* _DIRECTION 1_
Decide whether each statement below agrees with the counterweight discussion. Answer yes or no for each, quoting the deciding words. (a) One reply says the first bolt will take most of the load. (b) One reply proposes bolts in single shear. (c) The last reply expects the weights to be cast from good-quality material.
* _DIRECTION 2_
Carry the counterweight discussion forward from its last sentence.

* _SELECTION_
The machinery's handbook as thread engagement lengths in but there is an error in the formula in my book

regards

desertfox
 
I'm having difficult seeing your connection in my head from your description.

A picture would be nice.
 
I don't particularly care for the design.

Preloading the bolts will tend to crush the tube. (Is there a seam in the tube?)

Most of the load will be taken by the first bolt, and will have a further tendency to crush the tube. High stress intensity local to the first bolt - seems like the failure mode is likely to be buckling, sudden and catastrophic.

If you don't get a bucking failure then local crushing of the tube will cause total loss of preload in the first bolt.

I would much prefer welding an angle to the bottom of the weight, and a plate on the side. Tube in between them - bolts in double shear.
 
Hi jdonville

As already pointed out not the best design tube will have a tendency to crush in the area of bolt or screw head.
Are the only bolts holding the frame together those shown at the bottom of your picture.
How is the frame/counter weights connected to the crane?


regards

desertfox
 
Thinking more about this, the weights are probably cast from the nastiest cheapest whatever that could be found.

I'm not sure I'd trust anything welded to them.

* _DATA RECORDS_

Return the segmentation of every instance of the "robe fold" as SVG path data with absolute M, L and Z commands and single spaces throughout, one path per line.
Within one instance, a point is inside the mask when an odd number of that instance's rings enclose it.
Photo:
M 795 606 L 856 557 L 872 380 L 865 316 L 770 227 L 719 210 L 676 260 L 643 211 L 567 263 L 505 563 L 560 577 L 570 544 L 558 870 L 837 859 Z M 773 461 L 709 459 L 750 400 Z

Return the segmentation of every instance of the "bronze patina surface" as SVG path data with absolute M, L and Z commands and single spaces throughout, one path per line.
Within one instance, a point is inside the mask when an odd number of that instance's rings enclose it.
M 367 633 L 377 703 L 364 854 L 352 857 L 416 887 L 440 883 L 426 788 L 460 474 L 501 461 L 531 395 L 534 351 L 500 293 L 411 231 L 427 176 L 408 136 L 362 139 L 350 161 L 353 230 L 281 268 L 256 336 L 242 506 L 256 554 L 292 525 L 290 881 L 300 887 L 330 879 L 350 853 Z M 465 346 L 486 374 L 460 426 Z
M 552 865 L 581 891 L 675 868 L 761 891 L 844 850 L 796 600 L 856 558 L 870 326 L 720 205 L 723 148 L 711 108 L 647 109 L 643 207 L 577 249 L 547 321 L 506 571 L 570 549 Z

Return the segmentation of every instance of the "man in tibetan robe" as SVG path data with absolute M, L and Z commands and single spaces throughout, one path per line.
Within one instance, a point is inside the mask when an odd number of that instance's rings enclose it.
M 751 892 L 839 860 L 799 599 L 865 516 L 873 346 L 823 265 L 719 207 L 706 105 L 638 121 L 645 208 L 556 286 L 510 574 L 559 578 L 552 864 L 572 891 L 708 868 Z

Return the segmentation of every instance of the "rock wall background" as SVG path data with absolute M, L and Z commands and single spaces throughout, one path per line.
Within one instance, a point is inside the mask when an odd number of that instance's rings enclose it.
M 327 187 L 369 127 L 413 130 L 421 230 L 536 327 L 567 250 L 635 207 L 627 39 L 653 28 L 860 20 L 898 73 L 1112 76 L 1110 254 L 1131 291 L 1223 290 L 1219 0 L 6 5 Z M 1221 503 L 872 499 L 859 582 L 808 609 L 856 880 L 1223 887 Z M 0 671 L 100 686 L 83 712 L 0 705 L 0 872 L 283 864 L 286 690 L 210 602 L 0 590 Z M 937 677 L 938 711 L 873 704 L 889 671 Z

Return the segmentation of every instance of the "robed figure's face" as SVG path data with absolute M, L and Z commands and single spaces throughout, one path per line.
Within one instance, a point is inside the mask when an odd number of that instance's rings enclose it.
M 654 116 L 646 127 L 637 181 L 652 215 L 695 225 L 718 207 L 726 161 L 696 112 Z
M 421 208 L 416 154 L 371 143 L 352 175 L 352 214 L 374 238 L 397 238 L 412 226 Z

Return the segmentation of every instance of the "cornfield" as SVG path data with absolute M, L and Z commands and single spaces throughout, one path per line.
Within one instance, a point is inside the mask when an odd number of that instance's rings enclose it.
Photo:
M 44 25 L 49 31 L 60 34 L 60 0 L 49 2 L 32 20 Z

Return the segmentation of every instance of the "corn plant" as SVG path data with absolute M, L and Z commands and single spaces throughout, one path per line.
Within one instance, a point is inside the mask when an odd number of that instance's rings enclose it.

* _EXERCISE OUTPUT 1_
(a) Yes: "Most of the load will be taken by the first bolt"
(b) No: "bolts in double shear."
(c) No: "the weights are probably cast from the nastiest cheapest whatever that could be found."

* _EXERCISE OUTPUT 2_
The counterweights sit on a 4-inch thick 36ksi plate located at the bottom of the counterweight stack. Pistons attached to this plate lift the counterweight stack into the working position.

The HSS beam tube (46ksi) will be fitted with appropriately-sized pipe stiffeners at the location of the bolts. Plate washers will spread the load from the boltheads over the stiffeners and web of the HSS. All this is shown on the drawing, althought the pipe stiffeners are not explicitly called out.

Due to openings in the bottom counterwight plate, which only covers a portion of the bottom counterweight, there is limited room to attach fittings. I cannot show the plate dimensions due to this information being considered confidential by the crane manufacturer.

Jeff
 

"Is pretensioning required?
How will the pretension affect the capacity of the bolt?
Can a bolt this long be pretensioned using the bolt head?
How should I incorporate fatigue into the analysis?"

Pretensioning a stretchy bolt across a stiff joint can reduce the stress variation in the bolt to less than 10%, making fatigue just about a non-issue. That's a Pretty good deal for free, especially since doing it the "other" way means >trying< to quantify the uncertainties about thread form and finish will eat up a batch of time and require many essentially meaningless reports be created and presented.

I've been living in close proximity to several MIL specs for the last few years, and now I'm afraid to use bolts with UTS > 120,000 psi outdoors.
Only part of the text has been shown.